◆ Exercise details
Reproduce word for word the lines below, from the first one up to and including the line with "586, 562, 949]]".

◆ Supplied information
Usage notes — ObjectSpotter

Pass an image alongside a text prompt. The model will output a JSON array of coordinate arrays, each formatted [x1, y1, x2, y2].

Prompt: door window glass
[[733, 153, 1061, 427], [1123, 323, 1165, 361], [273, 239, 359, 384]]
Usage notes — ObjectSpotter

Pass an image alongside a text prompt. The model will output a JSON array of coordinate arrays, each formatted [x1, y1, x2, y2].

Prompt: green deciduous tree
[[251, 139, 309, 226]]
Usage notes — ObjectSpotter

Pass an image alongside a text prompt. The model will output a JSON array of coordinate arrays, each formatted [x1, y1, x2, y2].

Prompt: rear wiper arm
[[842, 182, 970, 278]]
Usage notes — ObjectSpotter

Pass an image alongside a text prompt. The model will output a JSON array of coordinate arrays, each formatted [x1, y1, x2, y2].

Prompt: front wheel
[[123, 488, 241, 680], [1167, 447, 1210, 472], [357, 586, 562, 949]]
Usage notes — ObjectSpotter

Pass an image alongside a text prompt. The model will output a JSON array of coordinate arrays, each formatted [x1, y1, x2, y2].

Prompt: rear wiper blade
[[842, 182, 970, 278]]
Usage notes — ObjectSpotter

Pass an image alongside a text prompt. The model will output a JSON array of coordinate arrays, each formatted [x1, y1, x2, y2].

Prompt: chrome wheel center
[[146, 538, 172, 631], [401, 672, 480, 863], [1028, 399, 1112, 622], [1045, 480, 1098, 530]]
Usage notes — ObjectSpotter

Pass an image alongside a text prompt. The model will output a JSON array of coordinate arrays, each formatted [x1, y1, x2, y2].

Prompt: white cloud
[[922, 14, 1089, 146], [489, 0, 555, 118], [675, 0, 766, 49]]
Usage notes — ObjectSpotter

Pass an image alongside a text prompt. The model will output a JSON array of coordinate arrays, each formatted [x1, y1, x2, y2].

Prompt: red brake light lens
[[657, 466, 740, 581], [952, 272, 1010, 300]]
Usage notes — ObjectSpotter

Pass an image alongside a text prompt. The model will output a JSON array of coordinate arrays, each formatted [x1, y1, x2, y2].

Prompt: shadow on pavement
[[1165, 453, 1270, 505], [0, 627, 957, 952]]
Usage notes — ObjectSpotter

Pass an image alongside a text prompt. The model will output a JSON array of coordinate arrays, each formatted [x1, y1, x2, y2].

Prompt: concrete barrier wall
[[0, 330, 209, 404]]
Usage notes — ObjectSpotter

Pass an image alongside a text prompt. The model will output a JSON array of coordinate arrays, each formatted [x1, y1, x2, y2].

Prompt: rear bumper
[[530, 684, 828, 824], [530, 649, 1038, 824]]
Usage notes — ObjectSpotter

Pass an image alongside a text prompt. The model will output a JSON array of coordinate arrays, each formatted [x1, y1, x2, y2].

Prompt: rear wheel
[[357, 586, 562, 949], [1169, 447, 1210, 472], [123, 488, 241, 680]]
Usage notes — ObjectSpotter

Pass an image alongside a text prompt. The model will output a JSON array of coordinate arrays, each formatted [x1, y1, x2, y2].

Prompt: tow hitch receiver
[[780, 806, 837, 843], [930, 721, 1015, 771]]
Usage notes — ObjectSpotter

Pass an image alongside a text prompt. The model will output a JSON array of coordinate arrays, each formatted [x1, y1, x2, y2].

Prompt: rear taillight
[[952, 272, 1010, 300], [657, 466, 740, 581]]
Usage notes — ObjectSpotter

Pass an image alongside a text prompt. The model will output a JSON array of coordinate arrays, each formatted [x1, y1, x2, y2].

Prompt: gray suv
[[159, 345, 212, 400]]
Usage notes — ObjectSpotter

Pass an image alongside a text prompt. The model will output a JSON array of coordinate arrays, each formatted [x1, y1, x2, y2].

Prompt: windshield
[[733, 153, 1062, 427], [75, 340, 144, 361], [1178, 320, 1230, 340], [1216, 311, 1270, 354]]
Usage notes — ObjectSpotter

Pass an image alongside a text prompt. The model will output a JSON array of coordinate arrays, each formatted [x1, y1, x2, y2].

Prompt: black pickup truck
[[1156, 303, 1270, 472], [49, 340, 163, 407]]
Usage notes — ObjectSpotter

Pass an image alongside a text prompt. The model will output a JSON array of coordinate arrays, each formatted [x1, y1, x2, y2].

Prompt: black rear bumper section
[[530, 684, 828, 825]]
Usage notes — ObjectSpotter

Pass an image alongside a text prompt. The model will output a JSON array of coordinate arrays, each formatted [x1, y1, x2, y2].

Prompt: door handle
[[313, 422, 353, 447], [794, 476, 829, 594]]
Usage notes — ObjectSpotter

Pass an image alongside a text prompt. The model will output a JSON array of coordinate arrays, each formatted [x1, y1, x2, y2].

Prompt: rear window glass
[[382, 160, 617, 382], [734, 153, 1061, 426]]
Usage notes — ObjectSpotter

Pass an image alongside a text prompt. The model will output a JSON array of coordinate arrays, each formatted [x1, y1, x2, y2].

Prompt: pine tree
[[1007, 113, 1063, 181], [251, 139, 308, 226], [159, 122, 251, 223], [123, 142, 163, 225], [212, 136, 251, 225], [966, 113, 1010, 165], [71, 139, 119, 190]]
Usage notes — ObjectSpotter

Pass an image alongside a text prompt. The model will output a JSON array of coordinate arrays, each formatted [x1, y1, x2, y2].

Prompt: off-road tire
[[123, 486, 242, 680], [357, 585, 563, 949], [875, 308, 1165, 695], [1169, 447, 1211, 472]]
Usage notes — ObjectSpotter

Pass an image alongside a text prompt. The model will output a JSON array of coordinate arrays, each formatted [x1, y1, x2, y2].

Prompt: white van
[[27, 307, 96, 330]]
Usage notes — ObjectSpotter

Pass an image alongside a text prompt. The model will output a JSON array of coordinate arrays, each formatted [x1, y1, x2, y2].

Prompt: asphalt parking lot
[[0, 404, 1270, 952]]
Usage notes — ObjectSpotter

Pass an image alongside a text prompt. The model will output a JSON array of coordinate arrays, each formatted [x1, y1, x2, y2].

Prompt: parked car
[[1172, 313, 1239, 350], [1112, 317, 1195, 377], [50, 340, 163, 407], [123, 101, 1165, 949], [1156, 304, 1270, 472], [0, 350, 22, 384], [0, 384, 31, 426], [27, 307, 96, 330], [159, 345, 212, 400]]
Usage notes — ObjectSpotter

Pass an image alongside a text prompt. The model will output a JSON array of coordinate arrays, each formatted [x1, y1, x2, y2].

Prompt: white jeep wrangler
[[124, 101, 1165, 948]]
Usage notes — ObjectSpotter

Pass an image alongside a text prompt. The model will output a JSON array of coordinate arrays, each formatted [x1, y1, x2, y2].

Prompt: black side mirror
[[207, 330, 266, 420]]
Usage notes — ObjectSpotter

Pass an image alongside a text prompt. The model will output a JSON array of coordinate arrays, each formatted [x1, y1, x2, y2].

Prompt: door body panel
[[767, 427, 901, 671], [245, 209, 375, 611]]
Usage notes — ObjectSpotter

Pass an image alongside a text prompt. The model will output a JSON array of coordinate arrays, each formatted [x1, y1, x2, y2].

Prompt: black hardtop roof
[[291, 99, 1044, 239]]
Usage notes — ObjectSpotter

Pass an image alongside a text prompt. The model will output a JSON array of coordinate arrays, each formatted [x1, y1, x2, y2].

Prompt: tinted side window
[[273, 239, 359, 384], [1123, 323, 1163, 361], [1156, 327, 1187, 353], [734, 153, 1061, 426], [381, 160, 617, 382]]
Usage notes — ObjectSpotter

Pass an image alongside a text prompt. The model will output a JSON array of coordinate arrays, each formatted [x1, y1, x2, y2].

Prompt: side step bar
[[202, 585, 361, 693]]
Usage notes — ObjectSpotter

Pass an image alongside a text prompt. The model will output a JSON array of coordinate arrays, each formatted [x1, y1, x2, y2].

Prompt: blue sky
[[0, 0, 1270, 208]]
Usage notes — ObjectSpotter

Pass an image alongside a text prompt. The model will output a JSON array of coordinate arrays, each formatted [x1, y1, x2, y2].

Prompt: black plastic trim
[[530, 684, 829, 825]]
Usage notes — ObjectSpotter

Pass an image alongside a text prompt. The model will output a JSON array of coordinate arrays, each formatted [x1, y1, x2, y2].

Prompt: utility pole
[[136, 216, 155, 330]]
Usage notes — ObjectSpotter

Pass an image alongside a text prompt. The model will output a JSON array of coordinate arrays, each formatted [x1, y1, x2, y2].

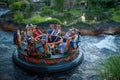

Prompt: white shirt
[[59, 42, 67, 53]]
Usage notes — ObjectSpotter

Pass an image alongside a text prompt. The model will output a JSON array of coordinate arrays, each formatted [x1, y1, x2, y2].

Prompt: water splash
[[94, 35, 117, 52], [0, 9, 10, 17]]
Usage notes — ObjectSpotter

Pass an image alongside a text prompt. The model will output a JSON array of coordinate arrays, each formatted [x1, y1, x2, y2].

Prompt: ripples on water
[[0, 31, 120, 80]]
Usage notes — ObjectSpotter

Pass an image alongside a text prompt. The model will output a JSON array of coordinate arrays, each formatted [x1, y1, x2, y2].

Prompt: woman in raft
[[14, 24, 80, 56]]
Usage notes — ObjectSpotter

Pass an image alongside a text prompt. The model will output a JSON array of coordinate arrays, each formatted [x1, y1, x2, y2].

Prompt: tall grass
[[100, 55, 120, 80]]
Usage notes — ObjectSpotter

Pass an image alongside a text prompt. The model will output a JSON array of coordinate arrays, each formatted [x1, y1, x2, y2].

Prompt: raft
[[12, 29, 83, 73]]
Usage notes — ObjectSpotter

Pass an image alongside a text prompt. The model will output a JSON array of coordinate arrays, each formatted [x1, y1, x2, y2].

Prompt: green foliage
[[11, 0, 30, 10], [112, 7, 120, 22], [40, 6, 54, 16], [24, 14, 61, 24], [14, 11, 24, 23], [24, 14, 44, 24], [100, 55, 120, 80], [11, 1, 22, 10]]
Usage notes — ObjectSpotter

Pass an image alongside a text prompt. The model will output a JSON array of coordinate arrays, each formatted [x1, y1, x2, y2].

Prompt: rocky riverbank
[[0, 20, 120, 35]]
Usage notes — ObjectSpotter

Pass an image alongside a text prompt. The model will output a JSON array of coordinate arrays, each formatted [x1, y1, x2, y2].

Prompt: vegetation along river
[[0, 30, 120, 80]]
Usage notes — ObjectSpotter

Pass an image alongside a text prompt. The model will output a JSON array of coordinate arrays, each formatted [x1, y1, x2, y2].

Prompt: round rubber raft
[[13, 35, 83, 73]]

◆ Exercise result
Usage notes — ObjectSpotter

Pass an image alongside a text prompt. The model will output a JSON array of coordinate arrays, each formatted [x1, y1, x2, y2].

Prompt: door window glass
[[733, 153, 1061, 427], [1123, 323, 1165, 361], [273, 239, 359, 384]]
Usage notes — ObjectSpotter

Pass an image alongside a text prompt. The model will output a JSON array of coordinate arrays, each formatted [x1, y1, x2, y2].

Prompt: green deciduous tree
[[251, 139, 309, 226]]
Usage notes — ObjectSpotter

Pass an image alongside a text prompt. The model will output a JSON array of coordinate arrays, each formatted [x1, y1, x2, y2].

Prompt: rear wiper arm
[[842, 182, 970, 278]]
Usage notes — ObjectSpotter

Pass an image alongside a text prompt. The model will output a JSON array of coordinate arrays, each formatted [x1, y1, x2, y2].

Prompt: front wheel
[[123, 488, 241, 680], [1167, 447, 1210, 472], [357, 586, 562, 949]]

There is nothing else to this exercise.